=== WHAT TO DO ===
**a.** From the vacuum switch thread, write out the passage starting with "I don't know" and going on through "that set point.".
**b.** Answer these questions using the vacuum switch thread:
(i) What did z_power give as the cost of the parts, and what did that include?
(ii) Which vehicle's reservoir tank did poprock mention as a source for a low vacuum warning switch?
(iii) What name is signed at the end of dedlast's post?
**c.** Carry on the vacuum switch thread from the point where it stops.

=== DOCUMENT TEXT ===
*** Begin section ***
# Vacuum switch.



## poprock (Apr 29, 2010)

bump


----------



## z_power (Dec 17, 2011)

Inspired by cts_casemod's solution I used generic GM 1 bar MAP sensor with some simple electronics (5V stabilizer, LM211 voltage comparator and N-channel MOSFET) to control VW/Audi pump. It's not been tested in real driving conditions yet because car is not finished; works OK when testing on jackstands. Actually there're two circuits in one box, second one is controlling warning lamp in dash.
Cost of elements was ~$20 including sealed enclosure and used MAP from junkyard. I'm not very talented in electronics so it was nice learning project


----------



## poprock (Apr 29, 2010)

z_power said:


> Inspired by cts_casemod's solution I used generic GM 1 bar MAP sensor with some simple electronics (5V stabilizer, LM211 voltage comparator and N-channel MOSFET) to control VW/Audi pump. It's not been tested in real driving conditions yet because car is not finished; works OK when testing on jackstands. Actually there're two circuits in one box, second one is controlling warning lamp in dash.
> Cost of elements was ~$20 including sealed enclosure and used MAP from junkyard. I'm not very talented in electronics so it was nice learning project


Thank you for your reply. In Oz we have a saying: " tall dog, short tree ". In other words, what you have said is far beyond my level of skills and has gone straight over my head. Being a mechanic with minimal electrical skills I was thinking in terms of a low vacuum warning switch from the reservoir tank of a Toyota Dyna or similar, which normally activates the low vacuum warning buzzer, hooked into a reservoir tank to activate the relay to the vacuum pump.


----------



## dedlast (Aug 17, 2013)

poprock1 said:


> Thank you for your reply. In Oz we have a saying: " tall dog, short tree ". In other words, what you have said is far beyond my level of skills and has gone straight over my head. Being a mechanic with minimal electrical skills I was thinking in terms of a low vacuum warning switch from the reservoir tank of a Toyota Dyna or similar, which normally activates the low vacuum warning buzzer, hooked into a reservoir tank to activate the relay to the vacuum pump.


I don't know the specs on the warning switch you are looking at, but it sounds like it could work. I think the thing to be concerned with is if the alert point is too low for what you need for safe braking. I wonder if there is any way to adjust that set point.

Bill


----------



## poprock (Apr 29, 2010)
*** End section ***
=== DATA ===
*** Begin section ***
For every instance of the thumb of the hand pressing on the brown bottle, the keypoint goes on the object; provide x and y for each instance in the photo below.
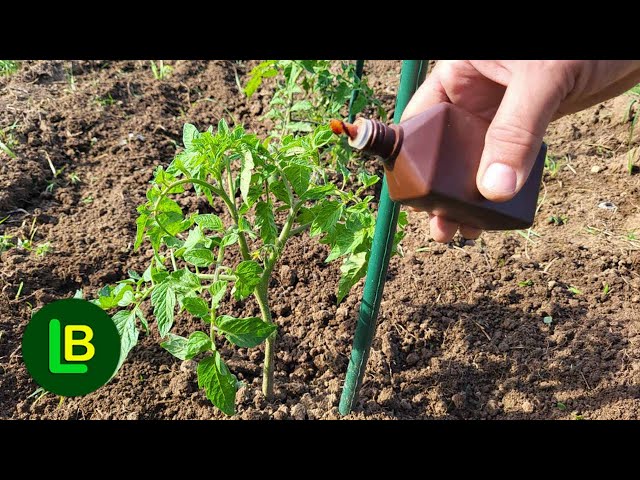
(514, 137)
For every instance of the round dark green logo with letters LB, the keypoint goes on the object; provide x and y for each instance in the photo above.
(71, 347)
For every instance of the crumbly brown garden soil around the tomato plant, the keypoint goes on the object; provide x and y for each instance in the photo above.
(461, 330)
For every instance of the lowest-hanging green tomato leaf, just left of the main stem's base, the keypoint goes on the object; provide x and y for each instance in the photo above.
(218, 382)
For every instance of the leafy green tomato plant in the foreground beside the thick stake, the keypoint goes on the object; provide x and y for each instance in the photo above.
(270, 189)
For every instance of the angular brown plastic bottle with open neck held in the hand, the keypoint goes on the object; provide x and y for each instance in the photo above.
(431, 162)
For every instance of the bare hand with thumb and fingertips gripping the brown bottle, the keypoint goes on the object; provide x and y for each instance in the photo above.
(520, 98)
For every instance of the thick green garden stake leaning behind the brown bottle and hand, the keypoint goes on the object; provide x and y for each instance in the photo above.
(412, 74)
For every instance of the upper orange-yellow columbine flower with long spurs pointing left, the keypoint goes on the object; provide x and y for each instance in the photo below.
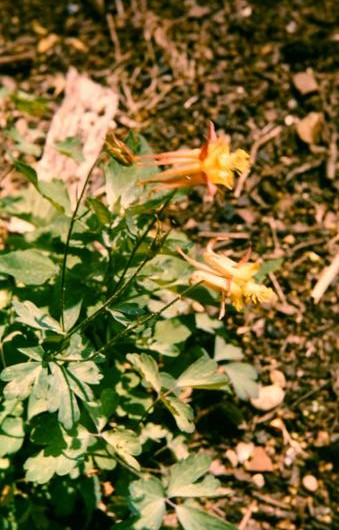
(210, 165)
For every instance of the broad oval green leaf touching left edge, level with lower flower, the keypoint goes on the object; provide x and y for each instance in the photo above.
(30, 267)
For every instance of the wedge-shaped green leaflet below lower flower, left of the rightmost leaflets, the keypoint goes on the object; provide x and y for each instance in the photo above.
(202, 374)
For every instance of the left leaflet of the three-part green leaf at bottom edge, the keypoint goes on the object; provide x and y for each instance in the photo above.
(148, 502)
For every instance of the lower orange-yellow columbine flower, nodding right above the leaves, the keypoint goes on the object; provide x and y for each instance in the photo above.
(231, 279)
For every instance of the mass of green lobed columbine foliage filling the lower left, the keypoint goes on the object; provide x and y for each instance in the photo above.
(99, 350)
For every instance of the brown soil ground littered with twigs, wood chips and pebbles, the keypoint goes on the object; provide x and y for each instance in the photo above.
(177, 65)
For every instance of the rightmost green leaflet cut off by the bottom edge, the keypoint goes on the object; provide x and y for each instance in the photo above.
(194, 519)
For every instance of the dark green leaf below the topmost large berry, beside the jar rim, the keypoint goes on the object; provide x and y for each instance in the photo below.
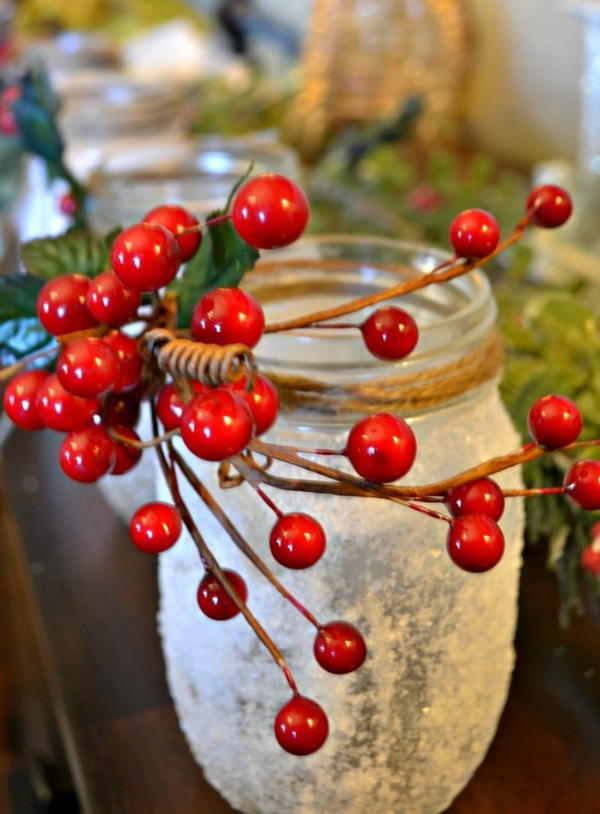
(222, 260)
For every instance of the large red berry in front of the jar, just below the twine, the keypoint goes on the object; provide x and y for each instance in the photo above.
(381, 447)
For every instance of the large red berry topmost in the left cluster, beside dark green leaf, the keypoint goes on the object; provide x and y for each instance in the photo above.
(270, 211)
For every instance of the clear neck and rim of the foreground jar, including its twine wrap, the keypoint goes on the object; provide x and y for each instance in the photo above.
(328, 376)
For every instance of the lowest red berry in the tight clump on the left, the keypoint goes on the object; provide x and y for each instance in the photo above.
(87, 454)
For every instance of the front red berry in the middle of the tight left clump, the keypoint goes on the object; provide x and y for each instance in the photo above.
(87, 367)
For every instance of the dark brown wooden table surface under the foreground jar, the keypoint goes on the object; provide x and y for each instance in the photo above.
(94, 598)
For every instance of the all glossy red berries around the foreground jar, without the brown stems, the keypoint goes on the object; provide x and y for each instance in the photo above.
(94, 396)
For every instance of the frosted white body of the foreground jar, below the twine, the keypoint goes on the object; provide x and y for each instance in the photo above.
(410, 727)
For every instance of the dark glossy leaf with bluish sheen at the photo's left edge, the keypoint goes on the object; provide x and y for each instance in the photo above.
(20, 331)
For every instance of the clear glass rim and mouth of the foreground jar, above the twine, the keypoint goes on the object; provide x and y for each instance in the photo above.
(327, 270)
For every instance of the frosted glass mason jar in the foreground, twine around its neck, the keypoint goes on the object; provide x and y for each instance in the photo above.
(408, 729)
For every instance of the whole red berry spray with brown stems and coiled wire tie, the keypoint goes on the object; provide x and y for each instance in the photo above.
(119, 342)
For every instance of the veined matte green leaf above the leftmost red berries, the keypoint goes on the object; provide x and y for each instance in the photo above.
(76, 252)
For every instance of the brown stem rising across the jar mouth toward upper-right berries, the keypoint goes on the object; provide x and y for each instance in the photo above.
(406, 287)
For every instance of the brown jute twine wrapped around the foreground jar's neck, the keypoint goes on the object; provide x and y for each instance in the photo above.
(402, 393)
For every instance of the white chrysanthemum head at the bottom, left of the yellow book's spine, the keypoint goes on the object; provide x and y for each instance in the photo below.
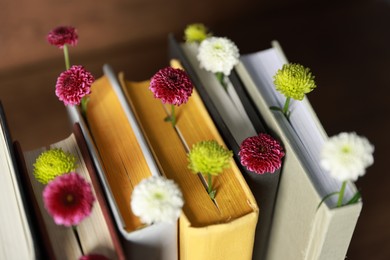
(156, 200)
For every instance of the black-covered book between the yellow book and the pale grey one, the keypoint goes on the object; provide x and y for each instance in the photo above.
(235, 123)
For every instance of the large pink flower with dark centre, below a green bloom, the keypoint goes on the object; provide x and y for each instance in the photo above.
(68, 199)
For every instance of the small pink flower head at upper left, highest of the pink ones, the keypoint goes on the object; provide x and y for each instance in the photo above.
(62, 35)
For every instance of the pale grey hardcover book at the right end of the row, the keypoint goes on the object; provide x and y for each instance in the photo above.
(324, 233)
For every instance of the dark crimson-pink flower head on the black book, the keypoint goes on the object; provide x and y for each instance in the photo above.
(261, 154)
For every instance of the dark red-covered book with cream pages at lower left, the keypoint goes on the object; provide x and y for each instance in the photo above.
(96, 233)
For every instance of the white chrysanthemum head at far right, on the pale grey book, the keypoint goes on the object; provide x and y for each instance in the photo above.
(346, 156)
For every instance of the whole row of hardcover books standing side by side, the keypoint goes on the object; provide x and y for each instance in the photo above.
(124, 139)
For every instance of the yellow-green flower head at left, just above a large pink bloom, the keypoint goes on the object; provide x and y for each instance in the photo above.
(53, 163)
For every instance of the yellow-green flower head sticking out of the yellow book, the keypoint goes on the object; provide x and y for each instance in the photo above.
(209, 157)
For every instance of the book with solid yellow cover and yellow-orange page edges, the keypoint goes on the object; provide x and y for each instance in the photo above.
(221, 230)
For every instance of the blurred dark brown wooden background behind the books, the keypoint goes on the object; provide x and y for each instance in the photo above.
(345, 43)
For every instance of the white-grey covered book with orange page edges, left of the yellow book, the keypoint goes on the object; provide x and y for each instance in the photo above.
(123, 159)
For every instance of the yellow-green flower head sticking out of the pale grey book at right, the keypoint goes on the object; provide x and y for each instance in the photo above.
(294, 81)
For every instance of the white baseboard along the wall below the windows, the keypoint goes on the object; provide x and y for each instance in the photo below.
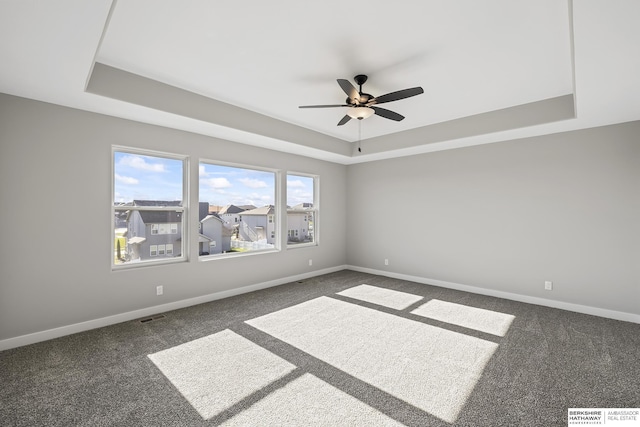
(35, 337)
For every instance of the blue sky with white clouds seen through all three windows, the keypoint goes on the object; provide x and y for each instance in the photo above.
(139, 177)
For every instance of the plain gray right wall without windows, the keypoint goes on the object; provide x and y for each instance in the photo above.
(508, 216)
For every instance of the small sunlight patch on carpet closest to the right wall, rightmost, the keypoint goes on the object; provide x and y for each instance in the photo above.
(491, 322)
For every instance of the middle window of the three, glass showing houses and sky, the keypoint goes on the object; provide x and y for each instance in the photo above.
(249, 222)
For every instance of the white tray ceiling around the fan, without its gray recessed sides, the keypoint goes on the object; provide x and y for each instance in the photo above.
(470, 57)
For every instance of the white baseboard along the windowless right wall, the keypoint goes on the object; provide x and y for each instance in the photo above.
(584, 309)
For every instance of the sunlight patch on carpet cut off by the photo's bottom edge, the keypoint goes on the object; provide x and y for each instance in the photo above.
(309, 401)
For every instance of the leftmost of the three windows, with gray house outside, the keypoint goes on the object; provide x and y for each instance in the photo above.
(148, 207)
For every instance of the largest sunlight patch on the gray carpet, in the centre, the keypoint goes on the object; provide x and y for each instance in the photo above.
(431, 368)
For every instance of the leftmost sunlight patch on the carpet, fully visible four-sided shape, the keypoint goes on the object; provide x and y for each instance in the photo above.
(217, 371)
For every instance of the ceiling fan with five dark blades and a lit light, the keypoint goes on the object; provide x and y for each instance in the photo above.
(362, 105)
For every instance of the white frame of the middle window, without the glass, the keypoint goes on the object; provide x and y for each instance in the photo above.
(278, 177)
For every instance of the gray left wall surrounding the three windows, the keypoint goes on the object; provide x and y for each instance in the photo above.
(55, 165)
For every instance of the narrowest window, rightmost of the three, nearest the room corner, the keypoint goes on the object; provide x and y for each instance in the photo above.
(302, 210)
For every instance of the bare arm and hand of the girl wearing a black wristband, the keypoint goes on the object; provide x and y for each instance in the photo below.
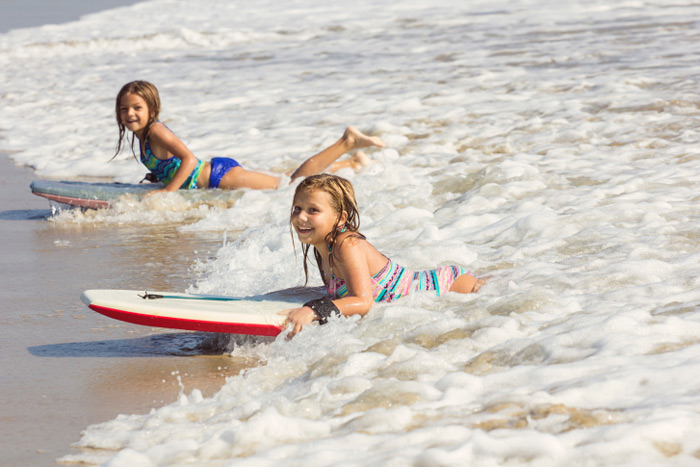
(350, 262)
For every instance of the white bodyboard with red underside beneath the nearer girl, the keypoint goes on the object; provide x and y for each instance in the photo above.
(257, 316)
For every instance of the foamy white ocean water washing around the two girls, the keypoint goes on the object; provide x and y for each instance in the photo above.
(549, 146)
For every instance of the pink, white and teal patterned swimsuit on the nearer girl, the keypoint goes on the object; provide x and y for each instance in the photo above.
(395, 281)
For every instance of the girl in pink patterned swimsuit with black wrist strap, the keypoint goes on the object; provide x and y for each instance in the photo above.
(325, 216)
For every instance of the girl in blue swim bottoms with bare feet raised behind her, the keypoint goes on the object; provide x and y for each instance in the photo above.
(173, 164)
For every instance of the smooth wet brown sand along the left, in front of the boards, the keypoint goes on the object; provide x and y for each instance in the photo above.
(66, 366)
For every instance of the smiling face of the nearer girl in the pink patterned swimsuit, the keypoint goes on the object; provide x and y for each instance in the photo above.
(313, 217)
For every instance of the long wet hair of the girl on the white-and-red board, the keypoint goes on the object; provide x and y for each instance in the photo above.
(342, 197)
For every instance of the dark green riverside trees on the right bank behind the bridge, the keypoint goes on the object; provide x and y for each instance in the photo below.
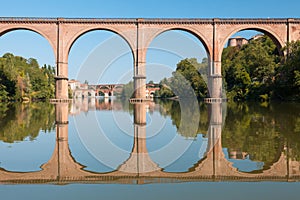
(253, 72)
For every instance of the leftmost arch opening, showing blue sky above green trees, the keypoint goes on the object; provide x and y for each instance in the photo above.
(27, 65)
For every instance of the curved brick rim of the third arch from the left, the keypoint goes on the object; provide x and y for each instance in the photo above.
(197, 34)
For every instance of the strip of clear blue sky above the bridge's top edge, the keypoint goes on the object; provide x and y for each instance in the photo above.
(153, 8)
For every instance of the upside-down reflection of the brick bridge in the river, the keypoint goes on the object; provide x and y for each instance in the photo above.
(140, 169)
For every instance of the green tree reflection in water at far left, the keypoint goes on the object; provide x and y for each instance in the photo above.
(19, 121)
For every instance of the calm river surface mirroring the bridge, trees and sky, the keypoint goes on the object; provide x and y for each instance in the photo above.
(109, 149)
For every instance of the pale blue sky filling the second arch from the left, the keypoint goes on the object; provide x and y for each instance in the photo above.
(100, 56)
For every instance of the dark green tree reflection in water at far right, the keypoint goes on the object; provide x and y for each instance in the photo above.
(262, 132)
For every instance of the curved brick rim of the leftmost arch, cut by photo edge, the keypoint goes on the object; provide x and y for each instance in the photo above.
(35, 30)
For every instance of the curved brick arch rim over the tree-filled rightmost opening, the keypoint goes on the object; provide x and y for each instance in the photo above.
(274, 36)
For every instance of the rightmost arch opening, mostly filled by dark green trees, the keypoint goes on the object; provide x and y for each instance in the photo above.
(250, 58)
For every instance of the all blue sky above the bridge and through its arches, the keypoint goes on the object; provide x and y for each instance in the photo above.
(28, 44)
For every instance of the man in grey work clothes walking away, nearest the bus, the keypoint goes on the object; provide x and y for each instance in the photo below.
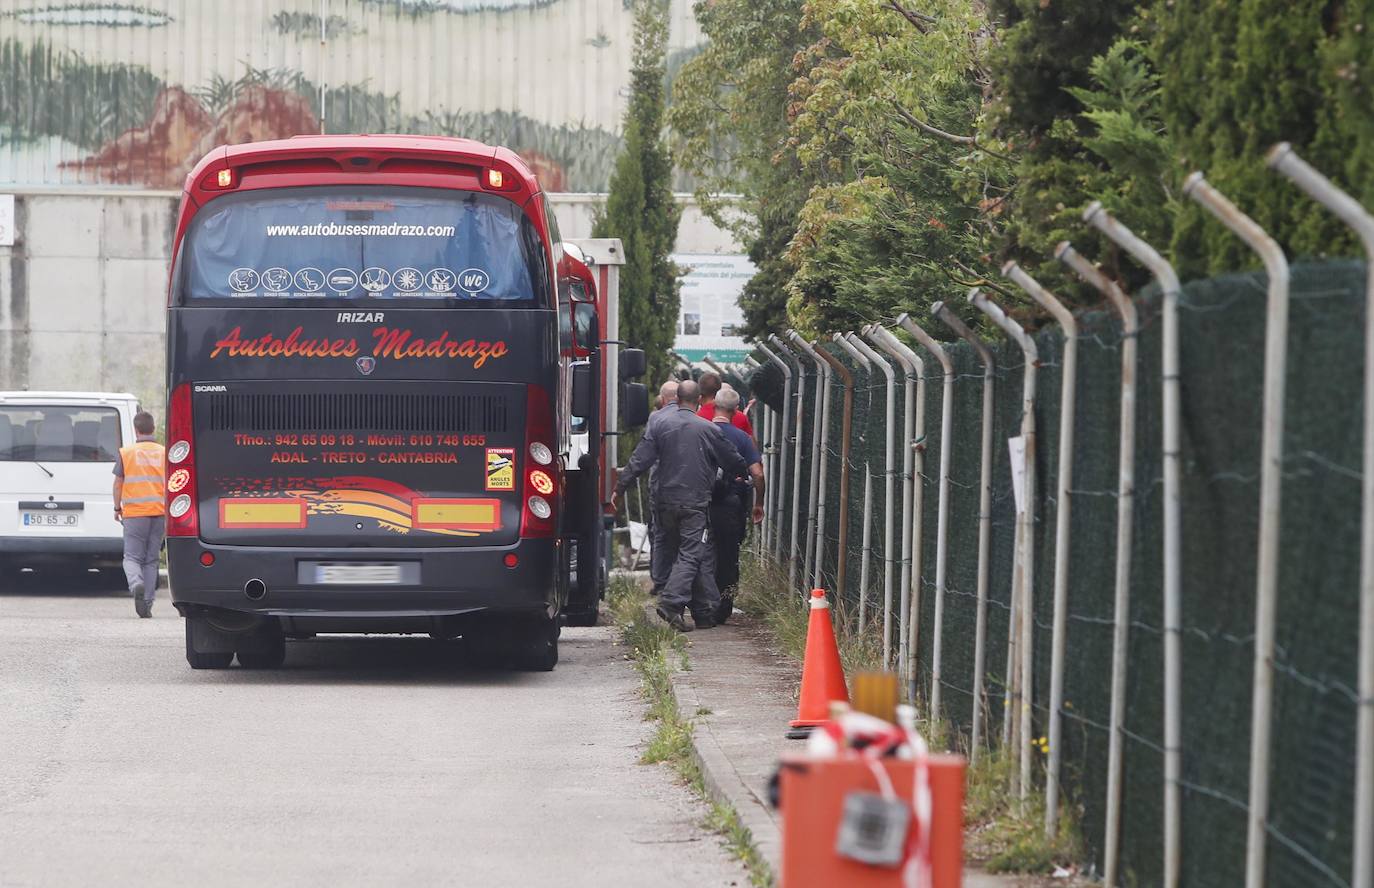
*** End section ***
=== ANSWER LIST ===
**a.**
I don't know the specs on the warning switch you are looking at, but it sounds like it could work. I think the thing to be concerned with is if the alert point is too low for what you need for safe braking. I wonder if there is any way to adjust that set point.

**b.**
(i) About $20, including a sealed enclosure and a used MAP sensor from a junkyard.
(ii) A Toyota Dyna.
(iii) Bill.

**c.**
I see your point. The only way to use a non-adjustable switch would be to use a matching switch & reservoir. I would think that a smaller reservoir would give a false signal. But then again I suppose it is the reverse of oil pressure : the vacuum should read the same regardless of volume and as the Daihatsu Sirion already has a sizable booster it may work. The only warning given in older cars was a harder pedal.


----------



## Duncan (Dec 8, 2008)

Hi poprock

Here (NZ) I would need a vacuum switch for the pump and another to warn if vacuum was not available

So I just went unboosted - is that an option for you?
Increase the pedal leverage?
Or just push harder?

Brake boost is a recent thing - in the old days only very big heavy cars had boosters


----------



## poprock (Apr 29, 2010)

As the Sirion is a 98 model this clause applies: RMS NSW. Vehicle Safety Compliance Certification Scheme 19/11/2012 p19 :-" if the original vehicle was fitted with air brakes,vacuum brakes or p/steer an alternative source must be fitted. The power and capacity of the new source must be of sufficient capacity to provide efficient functioning of the system and meet all the legal capacity requirements " " Vacuum assisted braking systems should be provided with audible or visual low vacuum warning devices ". Yes, life was simpler when I bought my 1949 lowlite Morris Minor in 1962


----------



## BrownBageV (Nov 10, 2011)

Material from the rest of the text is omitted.